→ Problem requirements
From the line containing "Prompted segmentation: the" down to the line containing "negative clicks: (339, 191)" in the records below, reproduce every line exactly, ends included, and omit all others.

[Collected data]
'''

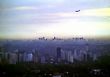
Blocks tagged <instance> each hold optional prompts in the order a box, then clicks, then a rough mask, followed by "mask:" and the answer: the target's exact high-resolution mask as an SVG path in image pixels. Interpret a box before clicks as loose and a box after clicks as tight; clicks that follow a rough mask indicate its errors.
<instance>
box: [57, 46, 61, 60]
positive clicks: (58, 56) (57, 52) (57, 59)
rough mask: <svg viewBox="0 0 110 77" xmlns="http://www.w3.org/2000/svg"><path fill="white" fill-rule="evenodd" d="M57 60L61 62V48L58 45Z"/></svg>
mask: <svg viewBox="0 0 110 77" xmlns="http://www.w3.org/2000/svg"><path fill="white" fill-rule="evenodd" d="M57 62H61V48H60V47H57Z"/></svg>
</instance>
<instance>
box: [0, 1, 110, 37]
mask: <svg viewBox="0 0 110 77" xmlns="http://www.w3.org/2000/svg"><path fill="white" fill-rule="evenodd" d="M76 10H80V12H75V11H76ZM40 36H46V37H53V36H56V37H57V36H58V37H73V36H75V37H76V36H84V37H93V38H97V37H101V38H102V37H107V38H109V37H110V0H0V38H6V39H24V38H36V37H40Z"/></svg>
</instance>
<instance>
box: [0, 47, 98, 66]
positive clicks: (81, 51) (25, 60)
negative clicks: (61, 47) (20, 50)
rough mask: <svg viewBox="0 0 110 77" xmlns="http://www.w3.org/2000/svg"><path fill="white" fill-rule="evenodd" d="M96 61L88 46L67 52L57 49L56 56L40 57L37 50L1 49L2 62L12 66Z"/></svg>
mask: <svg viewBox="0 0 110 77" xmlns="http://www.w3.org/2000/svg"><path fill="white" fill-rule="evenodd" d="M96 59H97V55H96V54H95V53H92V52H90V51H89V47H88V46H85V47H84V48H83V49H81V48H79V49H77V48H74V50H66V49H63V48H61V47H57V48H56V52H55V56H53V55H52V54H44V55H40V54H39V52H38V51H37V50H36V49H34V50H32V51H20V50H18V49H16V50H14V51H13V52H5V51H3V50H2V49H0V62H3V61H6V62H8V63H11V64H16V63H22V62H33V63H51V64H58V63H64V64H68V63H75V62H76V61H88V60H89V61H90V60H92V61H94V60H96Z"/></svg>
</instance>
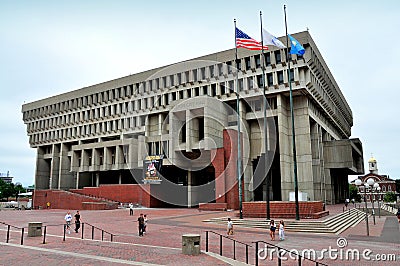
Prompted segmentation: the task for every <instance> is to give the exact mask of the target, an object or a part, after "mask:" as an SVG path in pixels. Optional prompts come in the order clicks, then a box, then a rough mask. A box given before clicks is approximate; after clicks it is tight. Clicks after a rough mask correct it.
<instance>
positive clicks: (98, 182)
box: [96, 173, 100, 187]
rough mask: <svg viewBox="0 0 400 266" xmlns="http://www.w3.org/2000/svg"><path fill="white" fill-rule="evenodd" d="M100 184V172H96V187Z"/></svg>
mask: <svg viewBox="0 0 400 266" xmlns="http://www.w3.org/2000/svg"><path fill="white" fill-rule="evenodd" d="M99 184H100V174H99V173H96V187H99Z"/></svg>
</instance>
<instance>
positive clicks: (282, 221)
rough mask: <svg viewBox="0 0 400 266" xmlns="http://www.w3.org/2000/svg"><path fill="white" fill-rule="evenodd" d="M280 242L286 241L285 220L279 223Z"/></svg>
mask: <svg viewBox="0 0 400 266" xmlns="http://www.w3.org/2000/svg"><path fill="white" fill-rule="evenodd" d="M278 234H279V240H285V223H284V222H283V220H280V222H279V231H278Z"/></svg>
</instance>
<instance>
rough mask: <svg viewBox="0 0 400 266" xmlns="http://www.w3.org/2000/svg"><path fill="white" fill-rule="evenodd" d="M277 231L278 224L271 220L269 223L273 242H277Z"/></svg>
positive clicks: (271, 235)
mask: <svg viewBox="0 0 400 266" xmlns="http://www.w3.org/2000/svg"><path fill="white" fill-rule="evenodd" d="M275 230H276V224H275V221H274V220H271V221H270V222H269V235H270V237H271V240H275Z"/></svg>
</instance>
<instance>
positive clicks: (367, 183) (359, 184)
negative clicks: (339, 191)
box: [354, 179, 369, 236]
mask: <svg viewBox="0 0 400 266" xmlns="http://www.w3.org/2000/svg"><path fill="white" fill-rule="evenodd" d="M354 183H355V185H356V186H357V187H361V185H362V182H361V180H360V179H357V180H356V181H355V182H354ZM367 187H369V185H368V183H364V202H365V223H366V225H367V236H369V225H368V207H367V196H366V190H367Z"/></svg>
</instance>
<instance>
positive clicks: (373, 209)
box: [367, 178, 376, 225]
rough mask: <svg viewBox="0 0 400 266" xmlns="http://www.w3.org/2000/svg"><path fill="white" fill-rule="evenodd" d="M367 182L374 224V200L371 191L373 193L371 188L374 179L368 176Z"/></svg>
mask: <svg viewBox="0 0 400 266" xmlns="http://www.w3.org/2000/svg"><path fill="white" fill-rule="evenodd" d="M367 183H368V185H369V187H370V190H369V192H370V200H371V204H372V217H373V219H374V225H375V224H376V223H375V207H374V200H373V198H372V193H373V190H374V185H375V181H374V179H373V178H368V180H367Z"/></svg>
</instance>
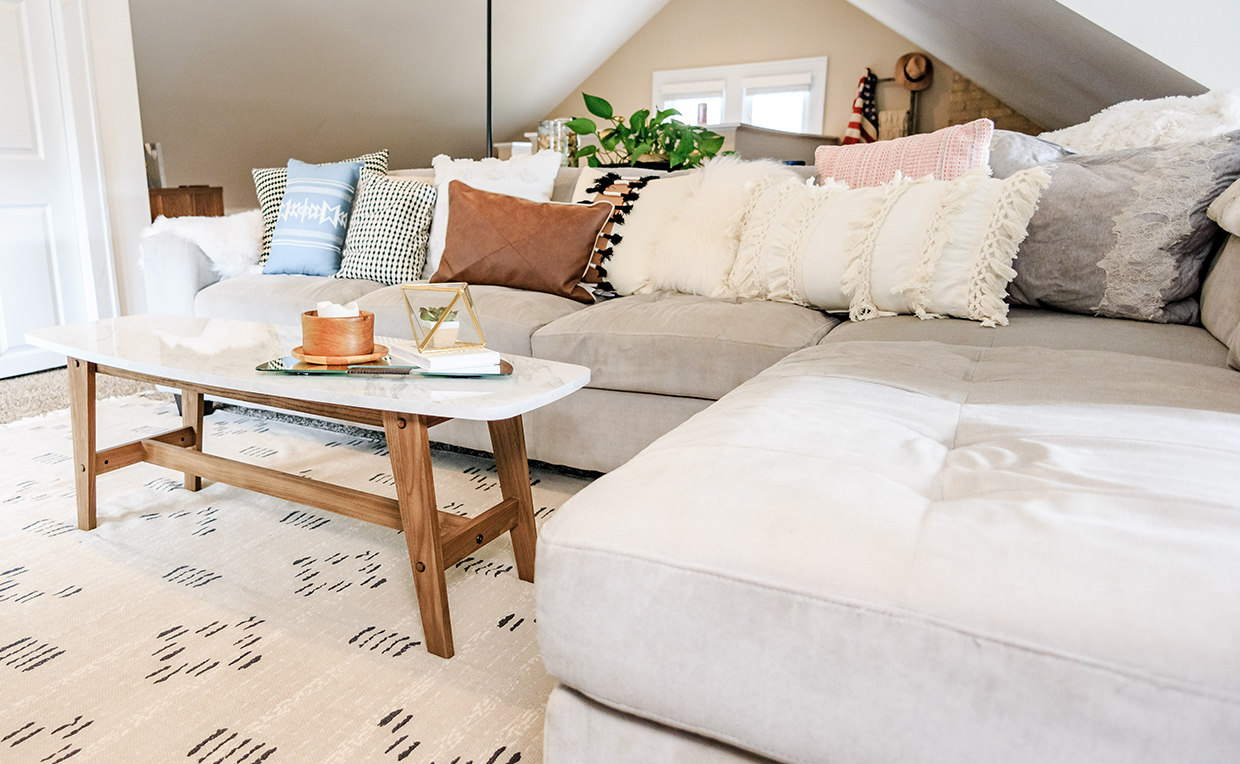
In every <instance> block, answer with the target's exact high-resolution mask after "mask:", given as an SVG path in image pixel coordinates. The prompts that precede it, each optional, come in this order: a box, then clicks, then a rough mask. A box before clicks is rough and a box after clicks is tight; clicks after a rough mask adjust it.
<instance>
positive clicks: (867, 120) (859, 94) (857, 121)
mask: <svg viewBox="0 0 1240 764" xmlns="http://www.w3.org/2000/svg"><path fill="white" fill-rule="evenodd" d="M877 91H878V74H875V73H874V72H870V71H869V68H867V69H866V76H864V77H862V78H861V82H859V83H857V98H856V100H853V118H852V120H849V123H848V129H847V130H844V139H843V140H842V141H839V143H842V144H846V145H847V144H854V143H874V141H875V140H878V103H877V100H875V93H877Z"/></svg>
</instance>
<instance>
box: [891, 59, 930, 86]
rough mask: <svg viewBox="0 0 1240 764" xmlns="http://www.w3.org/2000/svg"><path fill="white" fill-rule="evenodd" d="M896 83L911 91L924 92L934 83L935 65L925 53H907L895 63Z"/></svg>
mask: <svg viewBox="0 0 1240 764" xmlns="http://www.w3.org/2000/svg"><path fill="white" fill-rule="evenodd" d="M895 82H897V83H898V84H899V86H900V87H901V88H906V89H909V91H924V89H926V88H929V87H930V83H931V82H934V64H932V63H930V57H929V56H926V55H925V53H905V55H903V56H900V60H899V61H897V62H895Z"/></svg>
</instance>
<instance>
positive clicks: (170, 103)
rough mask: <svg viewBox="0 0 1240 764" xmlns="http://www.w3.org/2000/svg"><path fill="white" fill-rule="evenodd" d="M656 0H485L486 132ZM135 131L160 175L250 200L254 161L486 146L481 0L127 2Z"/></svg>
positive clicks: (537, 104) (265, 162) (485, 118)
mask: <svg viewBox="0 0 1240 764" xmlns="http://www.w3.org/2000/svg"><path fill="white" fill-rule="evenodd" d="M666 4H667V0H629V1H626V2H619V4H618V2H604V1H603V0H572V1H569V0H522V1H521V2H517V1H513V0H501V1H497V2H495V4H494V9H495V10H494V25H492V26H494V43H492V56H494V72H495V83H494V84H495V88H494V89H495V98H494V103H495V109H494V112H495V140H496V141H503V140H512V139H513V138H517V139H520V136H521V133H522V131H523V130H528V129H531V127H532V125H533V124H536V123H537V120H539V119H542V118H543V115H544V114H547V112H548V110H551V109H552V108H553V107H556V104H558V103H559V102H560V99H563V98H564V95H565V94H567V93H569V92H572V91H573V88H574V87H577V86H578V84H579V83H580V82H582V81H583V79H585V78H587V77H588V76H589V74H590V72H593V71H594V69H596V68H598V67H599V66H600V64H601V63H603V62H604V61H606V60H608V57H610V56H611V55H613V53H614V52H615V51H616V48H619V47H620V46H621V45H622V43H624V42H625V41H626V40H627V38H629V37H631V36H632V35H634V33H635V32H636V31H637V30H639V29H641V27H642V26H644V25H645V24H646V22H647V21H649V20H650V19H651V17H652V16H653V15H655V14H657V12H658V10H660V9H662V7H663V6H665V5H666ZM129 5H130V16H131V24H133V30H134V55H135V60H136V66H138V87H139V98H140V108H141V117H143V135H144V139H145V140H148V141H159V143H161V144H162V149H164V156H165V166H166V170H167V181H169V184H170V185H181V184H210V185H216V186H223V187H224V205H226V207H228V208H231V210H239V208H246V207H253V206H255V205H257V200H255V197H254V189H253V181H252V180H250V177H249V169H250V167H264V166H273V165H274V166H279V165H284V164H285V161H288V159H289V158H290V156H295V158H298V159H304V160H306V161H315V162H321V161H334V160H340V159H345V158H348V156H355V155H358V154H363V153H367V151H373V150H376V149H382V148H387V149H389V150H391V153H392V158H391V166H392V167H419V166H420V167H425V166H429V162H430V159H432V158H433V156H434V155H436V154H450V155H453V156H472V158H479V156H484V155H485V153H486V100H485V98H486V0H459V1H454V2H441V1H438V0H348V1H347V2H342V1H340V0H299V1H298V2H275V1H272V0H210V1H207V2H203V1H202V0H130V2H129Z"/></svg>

'''

→ Response to this exercise
Prompted segmentation: the task for every <instance> is to give the exact mask of the target, an object or a part, after "mask:" as an SVG path in pixels. Optional prompts come in the order clicks, then a box, then a rough mask. A box given before clicks is approximate; after clicks it is tight. Clicks after a rough mask correct it.
<instance>
positive clicks: (98, 182)
box: [96, 173, 100, 187]
rough mask: <svg viewBox="0 0 400 266" xmlns="http://www.w3.org/2000/svg"><path fill="white" fill-rule="evenodd" d="M100 184V172H96V187Z"/></svg>
mask: <svg viewBox="0 0 400 266" xmlns="http://www.w3.org/2000/svg"><path fill="white" fill-rule="evenodd" d="M99 184H100V174H99V173H96V187H99Z"/></svg>
</instance>
<instance>
positive clicks: (282, 221)
rough mask: <svg viewBox="0 0 400 266" xmlns="http://www.w3.org/2000/svg"><path fill="white" fill-rule="evenodd" d="M280 242L286 241L285 220L279 223Z"/></svg>
mask: <svg viewBox="0 0 400 266" xmlns="http://www.w3.org/2000/svg"><path fill="white" fill-rule="evenodd" d="M278 234H279V240H285V223H284V222H283V220H280V222H279V231H278Z"/></svg>
</instance>
<instance>
rough mask: <svg viewBox="0 0 400 266" xmlns="http://www.w3.org/2000/svg"><path fill="white" fill-rule="evenodd" d="M277 231L278 224L271 220L269 223L273 242H277Z"/></svg>
positive clicks: (271, 235)
mask: <svg viewBox="0 0 400 266" xmlns="http://www.w3.org/2000/svg"><path fill="white" fill-rule="evenodd" d="M275 230H276V224H275V221H274V220H271V221H270V222H269V235H270V237H271V240H275Z"/></svg>
</instance>
<instance>
positive clicks: (367, 183) (359, 184)
negative clicks: (339, 191)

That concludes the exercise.